Stated task | Copy out the entries below precisely; nothing is to be omitted.

Task input |
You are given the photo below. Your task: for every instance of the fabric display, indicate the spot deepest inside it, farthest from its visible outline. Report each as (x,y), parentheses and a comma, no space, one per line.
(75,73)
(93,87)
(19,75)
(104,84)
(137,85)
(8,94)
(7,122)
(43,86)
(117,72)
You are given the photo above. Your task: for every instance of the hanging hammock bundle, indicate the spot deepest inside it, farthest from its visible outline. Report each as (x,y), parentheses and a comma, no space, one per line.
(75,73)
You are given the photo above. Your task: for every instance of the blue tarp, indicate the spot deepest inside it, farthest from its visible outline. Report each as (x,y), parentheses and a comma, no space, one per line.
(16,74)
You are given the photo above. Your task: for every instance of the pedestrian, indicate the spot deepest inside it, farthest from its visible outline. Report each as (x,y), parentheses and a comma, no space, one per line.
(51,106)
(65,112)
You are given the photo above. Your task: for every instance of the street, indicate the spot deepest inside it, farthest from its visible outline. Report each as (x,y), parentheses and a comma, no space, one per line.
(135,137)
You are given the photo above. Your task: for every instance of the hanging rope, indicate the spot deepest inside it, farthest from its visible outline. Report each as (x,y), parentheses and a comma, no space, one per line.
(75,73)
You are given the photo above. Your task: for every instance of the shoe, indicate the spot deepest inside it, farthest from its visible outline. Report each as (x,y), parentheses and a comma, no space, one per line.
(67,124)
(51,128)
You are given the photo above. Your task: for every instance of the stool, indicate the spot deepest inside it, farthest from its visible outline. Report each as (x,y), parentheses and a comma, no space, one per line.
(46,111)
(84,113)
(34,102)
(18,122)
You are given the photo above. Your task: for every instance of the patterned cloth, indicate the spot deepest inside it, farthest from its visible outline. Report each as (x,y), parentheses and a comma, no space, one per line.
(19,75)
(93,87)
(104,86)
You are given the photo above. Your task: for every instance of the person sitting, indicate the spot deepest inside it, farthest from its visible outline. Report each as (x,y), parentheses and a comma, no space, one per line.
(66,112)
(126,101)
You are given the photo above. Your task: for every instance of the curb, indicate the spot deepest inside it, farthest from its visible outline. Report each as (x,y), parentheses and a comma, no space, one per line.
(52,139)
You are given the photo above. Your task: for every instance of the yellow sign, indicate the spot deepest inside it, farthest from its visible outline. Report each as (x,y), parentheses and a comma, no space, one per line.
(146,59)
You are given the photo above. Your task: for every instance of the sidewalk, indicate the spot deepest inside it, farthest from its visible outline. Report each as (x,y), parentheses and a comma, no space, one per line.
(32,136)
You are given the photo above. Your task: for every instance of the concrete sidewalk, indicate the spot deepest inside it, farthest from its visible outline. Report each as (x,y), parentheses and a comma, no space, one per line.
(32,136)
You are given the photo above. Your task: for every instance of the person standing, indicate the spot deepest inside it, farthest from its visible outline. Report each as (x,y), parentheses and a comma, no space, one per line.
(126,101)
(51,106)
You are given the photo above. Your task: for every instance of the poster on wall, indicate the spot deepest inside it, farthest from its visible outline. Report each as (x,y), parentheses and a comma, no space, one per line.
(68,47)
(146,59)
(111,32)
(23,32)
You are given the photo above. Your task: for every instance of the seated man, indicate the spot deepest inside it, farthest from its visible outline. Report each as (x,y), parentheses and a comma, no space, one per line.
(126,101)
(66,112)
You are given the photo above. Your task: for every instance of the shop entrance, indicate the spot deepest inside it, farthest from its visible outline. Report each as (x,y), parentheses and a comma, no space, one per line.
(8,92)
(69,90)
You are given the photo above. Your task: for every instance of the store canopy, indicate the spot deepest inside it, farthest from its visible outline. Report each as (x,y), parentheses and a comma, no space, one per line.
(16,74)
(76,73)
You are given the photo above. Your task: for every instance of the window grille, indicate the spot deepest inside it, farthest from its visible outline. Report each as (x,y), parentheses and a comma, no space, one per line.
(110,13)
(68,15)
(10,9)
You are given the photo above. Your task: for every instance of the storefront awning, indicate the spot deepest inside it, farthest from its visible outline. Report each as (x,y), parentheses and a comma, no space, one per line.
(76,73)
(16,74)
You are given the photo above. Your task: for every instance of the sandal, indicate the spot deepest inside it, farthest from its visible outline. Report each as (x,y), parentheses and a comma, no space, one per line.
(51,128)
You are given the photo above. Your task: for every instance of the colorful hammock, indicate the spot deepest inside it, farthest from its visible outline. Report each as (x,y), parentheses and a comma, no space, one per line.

Written solution |
You are given the photo below. Your task: for every instance of the fabric display, indicate the spot deepest inside it, farthest from its visible outline. Report each as (x,y), parentheses and a comma, no space, one per line.
(75,73)
(93,87)
(19,75)
(104,84)
(137,85)
(8,94)
(7,122)
(43,86)
(117,72)
You are given the photo above. Your task: for every instance of the hanging hammock bundle, indicate the spot deepest inside it, farthest from its visible outline. Report each as (x,y), parentheses and a comma, no space, one per line.
(75,73)
You are given the photo above. Your task: for every instance of the blue tarp, indicate the spot deepest inside it, farthest from its visible outline. Report each as (x,y), parentheses and a comma, no space, one per line.
(16,74)
You are given the photo above. Your task: for every instance of the pedestrian, indicate the spot deepest inside it, farthest from its visible outline. Report each as (x,y), parentheses and a comma, no space, one per line.
(51,106)
(65,112)
You are given the photo above. Your task: for every instance of the street, indicate the spot deepest inside it, farthest from its visible outline. Report each as (x,y), parentheses and a comma, no space, one per line.
(135,137)
You are given the photo above. Your task: for every instance of the hanging rope, indicate the spot deepest inside it, farthest from its visible outline. Report each as (x,y), parentheses and a comma, no space, one per line.
(75,73)
You are given the photo above. Your task: for every instance of the shoe, indicate the spot deepest inside it, farthest from its visible outline. Report each as (x,y), parentheses and a comma, no space, one per line.
(67,124)
(51,128)
You are given the photo above. Your task: for every instance of the stool, indicate the spot deepest inside it, farthest from its visible outline. Report each as (x,y), parentheses and a comma, no space, one per line.
(46,111)
(84,113)
(34,102)
(18,122)
You are given the photo above. Your task: for every instance of the patterned cloth, indicate the spot deepest inside it, farthest from its visible outline. Report each as (x,y), parentheses and a comma, no space, one per line.
(19,75)
(93,87)
(104,86)
You are given the photo above. Your task: for every instance of the person sitting, indicate the spot deepest inside it, farthest from its visible outline. Report each as (x,y), parentheses and a comma, no space, one per line.
(66,112)
(126,101)
You are given the photo above. Your task: for every instance of the curb, indicate the spot deepest inside it, farthest from its visible outline. Report each as (x,y), parentheses and a comma, no space, one per line.
(52,139)
You are given the photo above. Your task: for every instance of the yellow sign, indicate the spot deepest inside it, farthest from its visible outline. Report each as (x,y), parentheses and a comma, no space, one per line.
(146,59)
You are given the photo above. Your task: for every instance of the sidewalk, indicate the spot deepest inside it, farthest from its visible outline. Report each as (x,y), parentheses and a comma, no space, one per line.
(32,136)
You are given the photo above. Your task: for every instance of the concrete sidewalk, indicate the spot deepest inside it, farthest from its visible outline. Report each as (x,y), parentheses and a comma, no space, one per line.
(32,136)
You are given the photo above. Your task: for every instance of the person standing, indicate the spot deepest inside it, farthest from its visible outline. Report each as (x,y), parentheses and a comma, no space, one per line.
(126,101)
(51,106)
You are given the photo above. Your task: for every instance of the poster on wall, indicate the spot deepest inside it, farthest from its visible outline. Report each as (x,y), parentheses and a comma, no space, one per line.
(68,47)
(146,59)
(111,32)
(23,32)
You are given the photo above. Your task: for every instance of the seated man, indicate the spot deepest inside it, farthest from its visible outline. Report each as (x,y), parentheses and a comma, no space, one per line.
(126,101)
(66,112)
You are given the photo above. Your task: for every instance of the shop entrance, indicate the spot deepest inside it, farthest from its visible outline. Report each as (x,y), parentheses and a comma, no space, one per line.
(8,92)
(69,90)
You are given the photo above. Your task: for every instance of the store canopy, indicate the spot deepest inside it, farthest from its visible outline. Report each as (x,y), parentheses and a comma, no space, one per line.
(16,74)
(76,73)
You are given the photo above. Your task: for every instance of the window grille, indicate the spot deepest inside it, farthest from its visible outline. Report each as (x,y), parentheses and a comma, no space, one per line.
(110,13)
(68,15)
(10,9)
You are given the photo above. Your task: for every instance of the storefront awning, indicate the spot deepest inside it, farthest from its visible outline. Report each as (x,y), parentheses and a comma, no space, one per line.
(76,73)
(16,74)
You are given the photo above. Your task: for every instance of the sandal, indicate the spot deepest inside it, farthest from its visible outline. Report each as (x,y), parentheses and a comma, no space, one per line.
(51,128)
You are given the photo above. Your task: for every instance of the colorful hammock, indicate the spot deepest inside it, farthest from its visible outline. Report each as (x,y), parentheses and a comma, no space, one per line.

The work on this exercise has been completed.